(Excerpt from a dataset)
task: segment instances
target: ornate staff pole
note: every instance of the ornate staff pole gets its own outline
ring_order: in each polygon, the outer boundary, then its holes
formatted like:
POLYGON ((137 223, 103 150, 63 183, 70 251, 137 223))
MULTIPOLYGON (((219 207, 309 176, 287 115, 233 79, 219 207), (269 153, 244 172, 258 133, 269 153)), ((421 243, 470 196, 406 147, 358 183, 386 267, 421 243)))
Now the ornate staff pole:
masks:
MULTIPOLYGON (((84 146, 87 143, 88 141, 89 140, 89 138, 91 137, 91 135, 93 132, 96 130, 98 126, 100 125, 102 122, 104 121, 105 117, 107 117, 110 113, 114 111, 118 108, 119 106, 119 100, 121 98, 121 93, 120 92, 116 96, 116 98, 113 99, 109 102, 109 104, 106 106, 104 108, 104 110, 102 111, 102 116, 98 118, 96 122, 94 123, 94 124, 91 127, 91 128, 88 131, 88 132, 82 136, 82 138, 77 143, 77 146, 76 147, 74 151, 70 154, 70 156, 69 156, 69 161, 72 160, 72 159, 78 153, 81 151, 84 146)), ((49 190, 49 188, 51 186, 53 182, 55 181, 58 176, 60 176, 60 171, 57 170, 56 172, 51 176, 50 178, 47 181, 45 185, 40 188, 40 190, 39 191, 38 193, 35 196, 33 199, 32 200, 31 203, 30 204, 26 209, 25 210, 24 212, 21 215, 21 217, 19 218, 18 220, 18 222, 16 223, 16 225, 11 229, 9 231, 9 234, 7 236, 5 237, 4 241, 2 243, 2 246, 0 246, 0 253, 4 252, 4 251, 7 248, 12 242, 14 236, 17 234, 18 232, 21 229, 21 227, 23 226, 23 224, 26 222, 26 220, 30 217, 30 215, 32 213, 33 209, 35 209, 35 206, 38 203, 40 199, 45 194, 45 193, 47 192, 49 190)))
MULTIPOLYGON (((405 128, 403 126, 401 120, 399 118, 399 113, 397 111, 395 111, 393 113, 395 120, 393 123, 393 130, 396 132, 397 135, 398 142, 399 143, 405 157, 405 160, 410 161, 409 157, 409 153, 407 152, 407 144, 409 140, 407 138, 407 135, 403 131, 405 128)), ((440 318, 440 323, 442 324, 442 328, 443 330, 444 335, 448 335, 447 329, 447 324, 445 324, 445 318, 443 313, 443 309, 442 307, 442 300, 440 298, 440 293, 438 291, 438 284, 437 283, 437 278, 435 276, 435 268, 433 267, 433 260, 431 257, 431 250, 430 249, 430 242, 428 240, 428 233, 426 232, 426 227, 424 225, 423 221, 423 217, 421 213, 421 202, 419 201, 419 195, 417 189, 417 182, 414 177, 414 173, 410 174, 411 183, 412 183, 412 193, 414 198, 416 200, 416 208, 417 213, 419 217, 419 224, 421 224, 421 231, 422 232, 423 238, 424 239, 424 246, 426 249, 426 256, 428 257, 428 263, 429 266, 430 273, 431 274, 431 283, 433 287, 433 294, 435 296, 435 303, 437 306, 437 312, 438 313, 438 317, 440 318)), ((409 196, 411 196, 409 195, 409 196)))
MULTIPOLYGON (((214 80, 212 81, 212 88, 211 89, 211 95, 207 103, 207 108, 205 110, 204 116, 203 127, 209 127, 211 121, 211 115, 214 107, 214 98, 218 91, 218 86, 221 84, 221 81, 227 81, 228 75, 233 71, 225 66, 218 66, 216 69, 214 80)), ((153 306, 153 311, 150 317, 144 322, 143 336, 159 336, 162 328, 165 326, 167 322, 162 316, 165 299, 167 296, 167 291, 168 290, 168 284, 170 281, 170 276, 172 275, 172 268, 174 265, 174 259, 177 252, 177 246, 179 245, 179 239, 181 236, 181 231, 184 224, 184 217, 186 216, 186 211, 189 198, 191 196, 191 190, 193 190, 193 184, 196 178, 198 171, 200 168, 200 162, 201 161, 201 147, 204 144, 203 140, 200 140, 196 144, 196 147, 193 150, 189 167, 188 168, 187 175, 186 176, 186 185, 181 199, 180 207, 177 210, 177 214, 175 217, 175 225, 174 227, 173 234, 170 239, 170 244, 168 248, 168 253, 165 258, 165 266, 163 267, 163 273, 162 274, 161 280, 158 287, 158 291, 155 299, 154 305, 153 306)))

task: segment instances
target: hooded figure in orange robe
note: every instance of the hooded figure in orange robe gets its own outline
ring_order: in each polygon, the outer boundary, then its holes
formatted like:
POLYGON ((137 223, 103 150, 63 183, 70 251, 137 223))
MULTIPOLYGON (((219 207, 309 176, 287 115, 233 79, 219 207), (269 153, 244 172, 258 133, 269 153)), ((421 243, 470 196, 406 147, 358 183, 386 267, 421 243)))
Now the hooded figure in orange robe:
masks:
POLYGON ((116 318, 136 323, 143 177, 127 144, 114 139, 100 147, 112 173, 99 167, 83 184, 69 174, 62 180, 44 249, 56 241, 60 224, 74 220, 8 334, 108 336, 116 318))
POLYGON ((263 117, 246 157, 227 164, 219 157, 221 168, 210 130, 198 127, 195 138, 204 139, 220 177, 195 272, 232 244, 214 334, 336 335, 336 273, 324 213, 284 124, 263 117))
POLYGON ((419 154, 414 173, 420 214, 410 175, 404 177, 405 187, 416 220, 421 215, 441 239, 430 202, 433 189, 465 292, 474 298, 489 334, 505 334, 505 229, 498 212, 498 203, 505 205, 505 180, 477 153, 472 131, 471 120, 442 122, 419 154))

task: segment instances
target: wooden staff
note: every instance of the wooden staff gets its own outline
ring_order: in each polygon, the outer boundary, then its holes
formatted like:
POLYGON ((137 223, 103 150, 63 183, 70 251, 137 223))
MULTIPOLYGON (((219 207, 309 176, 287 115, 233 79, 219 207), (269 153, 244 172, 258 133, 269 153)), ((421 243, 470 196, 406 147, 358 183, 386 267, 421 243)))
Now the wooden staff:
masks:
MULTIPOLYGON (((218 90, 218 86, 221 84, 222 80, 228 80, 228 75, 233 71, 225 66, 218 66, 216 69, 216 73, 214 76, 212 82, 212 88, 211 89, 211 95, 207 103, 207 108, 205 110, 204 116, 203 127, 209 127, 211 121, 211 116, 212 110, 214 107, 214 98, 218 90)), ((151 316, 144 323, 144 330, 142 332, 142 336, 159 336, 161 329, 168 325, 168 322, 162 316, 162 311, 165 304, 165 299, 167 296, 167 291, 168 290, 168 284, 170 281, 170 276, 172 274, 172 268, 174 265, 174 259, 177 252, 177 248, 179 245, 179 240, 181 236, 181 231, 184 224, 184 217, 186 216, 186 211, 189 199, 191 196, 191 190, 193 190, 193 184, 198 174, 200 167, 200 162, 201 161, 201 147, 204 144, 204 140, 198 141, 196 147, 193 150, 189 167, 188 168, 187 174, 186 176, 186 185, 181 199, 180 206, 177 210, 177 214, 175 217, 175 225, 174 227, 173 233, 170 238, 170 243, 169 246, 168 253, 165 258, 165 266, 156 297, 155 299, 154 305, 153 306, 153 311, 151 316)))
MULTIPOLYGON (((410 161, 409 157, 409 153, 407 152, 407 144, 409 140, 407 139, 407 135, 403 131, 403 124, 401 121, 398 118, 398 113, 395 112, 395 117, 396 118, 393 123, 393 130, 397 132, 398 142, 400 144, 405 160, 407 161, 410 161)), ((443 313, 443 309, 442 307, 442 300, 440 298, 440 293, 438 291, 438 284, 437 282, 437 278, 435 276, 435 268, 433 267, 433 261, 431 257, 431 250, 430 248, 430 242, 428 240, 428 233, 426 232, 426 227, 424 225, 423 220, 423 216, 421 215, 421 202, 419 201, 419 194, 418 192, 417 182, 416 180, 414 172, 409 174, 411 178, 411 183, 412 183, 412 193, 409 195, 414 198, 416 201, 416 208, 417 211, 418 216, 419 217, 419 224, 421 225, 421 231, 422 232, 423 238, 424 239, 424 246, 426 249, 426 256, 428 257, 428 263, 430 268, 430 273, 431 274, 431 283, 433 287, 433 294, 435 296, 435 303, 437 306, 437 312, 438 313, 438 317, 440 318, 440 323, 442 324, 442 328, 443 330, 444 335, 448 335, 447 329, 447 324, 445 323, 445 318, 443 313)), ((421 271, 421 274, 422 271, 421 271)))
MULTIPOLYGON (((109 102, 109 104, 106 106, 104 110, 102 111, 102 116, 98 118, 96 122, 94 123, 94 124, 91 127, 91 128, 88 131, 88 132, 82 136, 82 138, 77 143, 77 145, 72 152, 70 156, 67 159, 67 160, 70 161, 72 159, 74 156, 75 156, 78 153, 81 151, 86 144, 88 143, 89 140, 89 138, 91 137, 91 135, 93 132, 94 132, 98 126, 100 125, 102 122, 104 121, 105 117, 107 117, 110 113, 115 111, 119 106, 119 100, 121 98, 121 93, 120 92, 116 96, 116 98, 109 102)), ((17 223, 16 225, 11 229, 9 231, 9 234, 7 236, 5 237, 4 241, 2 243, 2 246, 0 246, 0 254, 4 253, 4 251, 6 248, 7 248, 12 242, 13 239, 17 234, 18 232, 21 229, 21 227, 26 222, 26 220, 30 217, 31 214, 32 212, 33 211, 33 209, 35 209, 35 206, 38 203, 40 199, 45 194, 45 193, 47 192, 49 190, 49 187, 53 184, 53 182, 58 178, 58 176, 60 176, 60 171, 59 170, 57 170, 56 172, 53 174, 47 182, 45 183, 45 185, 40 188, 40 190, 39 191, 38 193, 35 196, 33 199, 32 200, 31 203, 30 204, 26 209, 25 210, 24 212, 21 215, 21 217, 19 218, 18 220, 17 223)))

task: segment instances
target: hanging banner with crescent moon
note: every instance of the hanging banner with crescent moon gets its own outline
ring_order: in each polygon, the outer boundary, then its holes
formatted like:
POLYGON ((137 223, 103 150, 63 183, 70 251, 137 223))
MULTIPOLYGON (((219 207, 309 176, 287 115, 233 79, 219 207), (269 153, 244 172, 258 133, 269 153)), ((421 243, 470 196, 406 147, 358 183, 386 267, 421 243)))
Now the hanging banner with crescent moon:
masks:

▶ _GIVEN REQUEST_
Count how many lines of the items above contain the word "every", treating uppercase and lowercase as different. Reply with the number alone.

▶ _RESPONSE TO THIS TASK_
4